## [Record excerpts]
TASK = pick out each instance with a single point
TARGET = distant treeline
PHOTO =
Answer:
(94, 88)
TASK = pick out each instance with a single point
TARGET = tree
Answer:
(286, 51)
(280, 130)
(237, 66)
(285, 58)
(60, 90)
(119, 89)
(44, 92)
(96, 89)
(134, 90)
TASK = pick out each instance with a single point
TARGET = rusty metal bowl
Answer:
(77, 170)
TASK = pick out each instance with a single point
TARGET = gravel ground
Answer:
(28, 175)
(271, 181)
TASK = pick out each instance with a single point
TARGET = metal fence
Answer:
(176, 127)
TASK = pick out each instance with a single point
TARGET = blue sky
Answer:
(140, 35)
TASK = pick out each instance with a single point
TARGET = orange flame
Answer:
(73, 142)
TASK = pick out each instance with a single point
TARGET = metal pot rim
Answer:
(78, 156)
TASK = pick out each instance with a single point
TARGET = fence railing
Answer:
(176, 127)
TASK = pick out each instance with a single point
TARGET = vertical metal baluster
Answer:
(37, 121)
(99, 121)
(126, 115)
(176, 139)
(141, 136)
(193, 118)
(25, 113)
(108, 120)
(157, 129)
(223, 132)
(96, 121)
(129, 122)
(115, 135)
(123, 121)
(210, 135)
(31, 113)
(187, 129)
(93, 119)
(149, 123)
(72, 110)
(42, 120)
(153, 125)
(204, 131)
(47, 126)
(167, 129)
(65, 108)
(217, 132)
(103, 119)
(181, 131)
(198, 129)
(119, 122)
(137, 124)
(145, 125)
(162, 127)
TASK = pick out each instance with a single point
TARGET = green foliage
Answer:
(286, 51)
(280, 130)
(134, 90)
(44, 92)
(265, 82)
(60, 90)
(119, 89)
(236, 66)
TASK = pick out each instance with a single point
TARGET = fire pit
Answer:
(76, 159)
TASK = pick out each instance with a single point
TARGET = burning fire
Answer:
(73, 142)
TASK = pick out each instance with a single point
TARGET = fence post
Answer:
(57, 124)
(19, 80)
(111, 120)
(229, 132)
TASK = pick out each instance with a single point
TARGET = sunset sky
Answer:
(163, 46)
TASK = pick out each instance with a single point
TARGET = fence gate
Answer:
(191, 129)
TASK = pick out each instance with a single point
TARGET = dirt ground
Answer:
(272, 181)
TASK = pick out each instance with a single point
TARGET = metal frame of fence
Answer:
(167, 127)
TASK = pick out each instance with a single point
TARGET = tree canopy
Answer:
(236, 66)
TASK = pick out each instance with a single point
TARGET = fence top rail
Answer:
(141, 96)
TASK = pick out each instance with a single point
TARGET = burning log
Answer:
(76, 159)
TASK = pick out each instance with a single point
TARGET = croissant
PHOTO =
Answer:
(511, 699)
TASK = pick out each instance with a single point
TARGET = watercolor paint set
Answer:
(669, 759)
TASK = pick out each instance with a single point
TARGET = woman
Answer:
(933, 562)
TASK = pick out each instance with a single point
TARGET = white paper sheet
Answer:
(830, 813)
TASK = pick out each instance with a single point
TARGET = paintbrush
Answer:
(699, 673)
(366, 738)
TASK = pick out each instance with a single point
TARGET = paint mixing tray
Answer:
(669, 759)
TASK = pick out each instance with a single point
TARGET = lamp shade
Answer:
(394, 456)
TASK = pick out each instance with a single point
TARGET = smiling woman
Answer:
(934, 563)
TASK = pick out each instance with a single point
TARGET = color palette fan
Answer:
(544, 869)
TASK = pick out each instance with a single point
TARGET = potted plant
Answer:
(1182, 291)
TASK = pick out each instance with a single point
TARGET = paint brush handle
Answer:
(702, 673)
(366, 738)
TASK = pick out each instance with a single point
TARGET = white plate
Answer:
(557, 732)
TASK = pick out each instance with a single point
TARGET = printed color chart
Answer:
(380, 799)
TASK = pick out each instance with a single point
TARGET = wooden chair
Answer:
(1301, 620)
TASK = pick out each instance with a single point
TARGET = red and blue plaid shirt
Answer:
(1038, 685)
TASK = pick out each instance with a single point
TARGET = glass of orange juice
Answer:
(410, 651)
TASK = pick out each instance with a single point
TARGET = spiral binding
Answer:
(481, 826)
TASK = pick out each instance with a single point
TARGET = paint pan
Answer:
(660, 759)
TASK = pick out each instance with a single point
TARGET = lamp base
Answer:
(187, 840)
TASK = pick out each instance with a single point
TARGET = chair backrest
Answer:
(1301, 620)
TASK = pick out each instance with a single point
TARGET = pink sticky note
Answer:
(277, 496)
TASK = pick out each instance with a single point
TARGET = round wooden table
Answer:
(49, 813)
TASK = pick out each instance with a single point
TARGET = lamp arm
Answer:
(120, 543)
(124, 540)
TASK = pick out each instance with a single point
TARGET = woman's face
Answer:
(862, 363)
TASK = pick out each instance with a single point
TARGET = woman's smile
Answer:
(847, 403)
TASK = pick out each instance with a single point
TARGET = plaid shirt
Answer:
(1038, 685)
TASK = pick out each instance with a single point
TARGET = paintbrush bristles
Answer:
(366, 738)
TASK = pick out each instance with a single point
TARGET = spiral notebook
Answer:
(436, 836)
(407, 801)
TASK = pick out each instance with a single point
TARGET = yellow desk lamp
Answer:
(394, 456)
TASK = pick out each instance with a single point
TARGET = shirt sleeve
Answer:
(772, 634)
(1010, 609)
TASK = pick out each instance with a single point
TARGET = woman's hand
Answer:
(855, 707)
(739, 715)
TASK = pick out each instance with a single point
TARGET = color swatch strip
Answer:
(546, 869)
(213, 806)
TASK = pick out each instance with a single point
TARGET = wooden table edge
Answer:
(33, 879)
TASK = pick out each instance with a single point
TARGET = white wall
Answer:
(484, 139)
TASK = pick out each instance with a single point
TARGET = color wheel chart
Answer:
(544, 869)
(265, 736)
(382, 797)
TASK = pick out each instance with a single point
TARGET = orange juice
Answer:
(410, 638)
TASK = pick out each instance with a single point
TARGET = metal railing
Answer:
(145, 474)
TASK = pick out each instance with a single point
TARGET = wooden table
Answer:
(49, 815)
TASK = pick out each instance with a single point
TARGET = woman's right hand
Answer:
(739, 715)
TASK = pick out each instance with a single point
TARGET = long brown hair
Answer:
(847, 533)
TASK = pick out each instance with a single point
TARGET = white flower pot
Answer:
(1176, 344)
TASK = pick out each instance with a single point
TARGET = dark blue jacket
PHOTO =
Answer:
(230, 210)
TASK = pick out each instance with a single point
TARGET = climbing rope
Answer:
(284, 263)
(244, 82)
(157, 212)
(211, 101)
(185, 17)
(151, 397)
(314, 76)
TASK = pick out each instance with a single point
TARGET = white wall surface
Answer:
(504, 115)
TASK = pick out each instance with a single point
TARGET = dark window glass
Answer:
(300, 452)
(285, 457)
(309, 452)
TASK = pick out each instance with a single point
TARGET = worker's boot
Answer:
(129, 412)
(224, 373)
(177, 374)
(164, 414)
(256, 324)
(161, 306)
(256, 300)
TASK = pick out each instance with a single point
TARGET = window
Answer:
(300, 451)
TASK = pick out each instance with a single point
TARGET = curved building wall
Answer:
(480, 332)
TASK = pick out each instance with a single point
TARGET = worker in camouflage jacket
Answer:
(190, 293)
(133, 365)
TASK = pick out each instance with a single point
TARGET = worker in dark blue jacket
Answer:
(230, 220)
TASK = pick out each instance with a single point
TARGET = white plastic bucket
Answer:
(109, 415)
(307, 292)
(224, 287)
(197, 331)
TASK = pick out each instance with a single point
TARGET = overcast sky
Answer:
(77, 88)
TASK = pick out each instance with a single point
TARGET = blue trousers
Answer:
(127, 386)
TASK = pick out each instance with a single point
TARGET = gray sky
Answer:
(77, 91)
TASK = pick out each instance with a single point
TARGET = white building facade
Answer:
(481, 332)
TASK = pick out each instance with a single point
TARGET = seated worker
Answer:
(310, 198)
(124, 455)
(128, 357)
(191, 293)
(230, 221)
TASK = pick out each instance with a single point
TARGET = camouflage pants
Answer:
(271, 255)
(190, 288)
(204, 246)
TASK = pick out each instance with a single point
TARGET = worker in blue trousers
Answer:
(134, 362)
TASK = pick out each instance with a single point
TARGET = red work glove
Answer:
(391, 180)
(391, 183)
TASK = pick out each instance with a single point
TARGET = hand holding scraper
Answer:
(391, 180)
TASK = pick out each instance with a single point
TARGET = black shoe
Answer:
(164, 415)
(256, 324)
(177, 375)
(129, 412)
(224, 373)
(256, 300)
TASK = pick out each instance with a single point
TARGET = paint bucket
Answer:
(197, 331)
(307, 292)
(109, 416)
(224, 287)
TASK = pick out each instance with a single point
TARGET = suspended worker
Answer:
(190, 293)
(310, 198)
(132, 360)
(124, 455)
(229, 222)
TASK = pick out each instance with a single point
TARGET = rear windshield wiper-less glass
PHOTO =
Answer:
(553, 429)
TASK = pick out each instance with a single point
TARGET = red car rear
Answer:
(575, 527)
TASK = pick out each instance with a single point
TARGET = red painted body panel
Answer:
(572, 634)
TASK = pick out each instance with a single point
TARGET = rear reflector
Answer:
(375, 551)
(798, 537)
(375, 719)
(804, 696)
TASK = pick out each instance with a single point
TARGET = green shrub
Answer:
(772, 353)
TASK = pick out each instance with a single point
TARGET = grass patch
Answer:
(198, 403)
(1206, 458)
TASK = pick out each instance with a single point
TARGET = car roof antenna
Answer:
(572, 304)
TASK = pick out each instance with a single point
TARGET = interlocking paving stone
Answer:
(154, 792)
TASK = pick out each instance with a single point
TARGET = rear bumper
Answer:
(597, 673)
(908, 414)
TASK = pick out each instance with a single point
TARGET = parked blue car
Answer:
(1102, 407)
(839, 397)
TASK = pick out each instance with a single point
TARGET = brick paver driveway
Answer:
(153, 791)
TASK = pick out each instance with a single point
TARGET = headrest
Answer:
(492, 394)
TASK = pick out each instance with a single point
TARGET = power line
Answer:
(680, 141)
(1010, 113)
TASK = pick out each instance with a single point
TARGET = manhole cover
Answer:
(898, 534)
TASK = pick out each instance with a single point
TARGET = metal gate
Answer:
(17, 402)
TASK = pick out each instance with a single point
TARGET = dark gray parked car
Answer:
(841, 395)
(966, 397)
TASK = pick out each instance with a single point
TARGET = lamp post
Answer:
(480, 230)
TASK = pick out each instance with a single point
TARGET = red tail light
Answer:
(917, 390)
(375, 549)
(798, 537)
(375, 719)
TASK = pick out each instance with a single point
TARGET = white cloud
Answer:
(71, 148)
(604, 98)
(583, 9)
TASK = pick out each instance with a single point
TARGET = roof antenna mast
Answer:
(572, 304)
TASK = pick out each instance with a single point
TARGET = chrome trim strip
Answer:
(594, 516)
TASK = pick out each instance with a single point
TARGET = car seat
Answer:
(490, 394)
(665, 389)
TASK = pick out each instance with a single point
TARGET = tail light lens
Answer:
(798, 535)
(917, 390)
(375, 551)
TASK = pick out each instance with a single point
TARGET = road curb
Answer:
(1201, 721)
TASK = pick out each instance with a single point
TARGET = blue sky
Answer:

## [Description of the task]
From the listing above, copy out each line where the word "ground" appears.

## [Response to the exercise]
TARGET = gravel ground
TARGET = dirt ground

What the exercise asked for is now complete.